> [Given request A] Copy the part of the Vectra detailing thread from "so on with the" to "buy big bottles)".
> [Given request B] Write the next part of the forum thread about restoring the faded red Vectra, starting right after its last line.

> [Document passage]
※ ※ ※

# a pink and milky vectra---brought back to life



## steve from wath (Dec 12, 2008)

was asked by workmate to sort this out
the dreaded faded red paint on a vauxhall
this was only to get the paint shining again before he sells the car on
so no scratch removal,no in depth correction etc
this was looking like a right mess,the paint was indeed milky on virtually every panel
the pictures tell the story:doublesho:doublesho

this was a two pronged attack on this abused car,wait till you see the insides
chrisc sorted the insides out and did an epic job,this looked like the inside of a builders skip
but chris armed with his weapons of choice soon turned it around
cheers chris you did a first class job as always
hopefully chris will be along later with areport and more pics of his fantastic work

also today i had the help of two glamorous helpers in the shape of drew007 and a new guy sav1000

sav1000 had asked to have natter about machining in general,so what better way than to come along today and help

so on with the rescue
the car was jetwashed
snowfoamed,jetted off again and finally washed
wheels cleaned with Autobrite very cherry and very cherry acid 
then onto the driveway to start the transformation

after a little test section i settled on
Autobrite cherry glaze on hex logic pads,
i was very very impressed by the ease at which the faded paint gave way to glossy red

so with the help of sav1000,and drew007 we polished the whole car
wheels polished with Autobrite very berry
and rubber dressed with migliore bella lustre
trims dressed with Dionysus trim glitz (when can we buy big bottles)
finally a coat of collinite to add some protection

so onto the pics
as always c+ c welcome

A BIG THANK YOU TO DREW007 SAV1000 and CHRISC who without their help I dont think i could have finished this in a day,many thanks guys:thumb::thumb::thumb::thumb::thumb::thumb::thumb::thumb::thumb:

ON WITH THE PICS ,PRETTY SELF EXPLANATORY


----------



## Claireeyy (Jul 20, 2009)

Nice work, looks like new


----------



## [email protected] (Dec 21, 2005)

Bloody hell mate!! What a transformation there!! Lovely gloss red! Stunning!!

Inside!:doublesho

Top work fellas!!

Mark:thumb:


----------



## mass (Aug 16, 2007)

※ ※ ※

> [Data listing]
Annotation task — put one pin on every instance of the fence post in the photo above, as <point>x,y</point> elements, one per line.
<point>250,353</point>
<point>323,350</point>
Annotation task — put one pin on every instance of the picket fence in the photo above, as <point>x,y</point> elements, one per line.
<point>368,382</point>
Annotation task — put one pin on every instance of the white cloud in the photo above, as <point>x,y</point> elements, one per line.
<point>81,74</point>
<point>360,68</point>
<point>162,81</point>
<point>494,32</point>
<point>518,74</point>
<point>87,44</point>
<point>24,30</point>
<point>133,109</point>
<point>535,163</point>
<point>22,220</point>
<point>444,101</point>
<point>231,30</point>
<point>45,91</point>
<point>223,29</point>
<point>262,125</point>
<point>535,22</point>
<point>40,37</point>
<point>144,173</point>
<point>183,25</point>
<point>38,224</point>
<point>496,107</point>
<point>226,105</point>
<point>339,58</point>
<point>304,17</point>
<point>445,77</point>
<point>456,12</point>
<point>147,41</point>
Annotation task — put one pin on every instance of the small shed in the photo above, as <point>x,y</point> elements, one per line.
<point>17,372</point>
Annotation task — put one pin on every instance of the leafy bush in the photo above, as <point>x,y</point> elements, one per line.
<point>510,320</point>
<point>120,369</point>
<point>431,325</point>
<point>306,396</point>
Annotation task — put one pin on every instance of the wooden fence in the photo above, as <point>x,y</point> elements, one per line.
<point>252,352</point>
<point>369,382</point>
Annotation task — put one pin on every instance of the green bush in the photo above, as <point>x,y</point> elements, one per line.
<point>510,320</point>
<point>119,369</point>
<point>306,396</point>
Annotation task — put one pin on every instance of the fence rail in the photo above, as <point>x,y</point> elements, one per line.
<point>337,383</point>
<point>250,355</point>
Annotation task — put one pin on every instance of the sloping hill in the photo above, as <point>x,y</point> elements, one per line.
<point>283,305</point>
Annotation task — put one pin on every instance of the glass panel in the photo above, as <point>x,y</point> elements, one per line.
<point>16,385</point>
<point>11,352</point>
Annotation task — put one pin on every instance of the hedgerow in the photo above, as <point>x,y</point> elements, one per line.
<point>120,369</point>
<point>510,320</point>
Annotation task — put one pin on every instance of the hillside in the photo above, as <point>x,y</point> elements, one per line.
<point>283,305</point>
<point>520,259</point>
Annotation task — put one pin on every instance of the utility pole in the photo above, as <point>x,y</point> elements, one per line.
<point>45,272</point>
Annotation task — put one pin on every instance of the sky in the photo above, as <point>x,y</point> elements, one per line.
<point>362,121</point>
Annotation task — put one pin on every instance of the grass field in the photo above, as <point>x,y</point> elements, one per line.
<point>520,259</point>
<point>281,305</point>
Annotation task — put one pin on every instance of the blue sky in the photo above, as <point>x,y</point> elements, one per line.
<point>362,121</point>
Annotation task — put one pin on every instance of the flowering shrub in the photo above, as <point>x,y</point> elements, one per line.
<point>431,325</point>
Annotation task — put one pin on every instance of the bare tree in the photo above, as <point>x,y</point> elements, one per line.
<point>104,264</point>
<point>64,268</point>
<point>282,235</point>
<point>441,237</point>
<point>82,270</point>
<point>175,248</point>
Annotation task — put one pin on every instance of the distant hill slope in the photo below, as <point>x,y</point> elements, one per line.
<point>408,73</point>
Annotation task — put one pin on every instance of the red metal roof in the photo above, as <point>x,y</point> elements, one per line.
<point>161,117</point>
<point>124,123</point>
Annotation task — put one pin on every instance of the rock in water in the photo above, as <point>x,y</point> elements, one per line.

※ ※ ※

> [Output A]
so on with the rescue
the car was jetwashed
snowfoamed,jetted off again and finally washed
wheels cleaned with Autobrite very cherry and very cherry acid 
then onto the driveway to start the transformation

after a little test section i settled on
Autobrite cherry glaze on hex logic pads,
i was very very impressed by the ease at which the faded paint gave way to glossy red

so with the help of sav1000,and drew007 we polished the whole car
wheels polished with Autobrite very berry
and rubber dressed with migliore bella lustre
trims dressed with Dionysus trim glitz (when can we buy big bottles)

> [Output B]
Great job mate!!!


----------



## Yoghurtman (Dec 9, 2008)

When I saw the title I was expecting an old old Vectra, shocked by how bad it was!

Great turnaround - must have been v satisfying........:thumb:


----------



## steve from wath (Dec 12, 2008)

autobrite-direct said:


> Bloody hell mate!! What a transformation there!! Lovely gloss red! Stunning!!
> 
> Inside!:doublesho
> 
> ...


Mark
told you it was special
that cherry glaze im getting some fantastic results with it
ive used it on a few cars now
and it really is the dogs danglies
cheers matey:thumb:

as for insides ive got some pics of the condition,it WAS askip inside
wait till chrisc pops along later with his inside write up


----------



## steve from wath (Dec 12, 2008)

Yoghurtman said:


> When I saw the title I was expecting an old old Vectra, shocked by how bad it was!
> 
> Great turnaround - must have been v satisfying........:thumb:


oh yes
i think we all had big grins when we had finished
but not as big as when my mate just called for it

(lots of swear words!!!!!) dont think ill sell it now

cheers


----------



## sav1000 (Sep 4, 2010)

thanks for today steve, was great to help out and see the results. What a transformation it was. Hope the lad liked it when he picked it up? He best get you one hell of a breakfast at work for that


----------



## steve from wath (Dec 12, 2008)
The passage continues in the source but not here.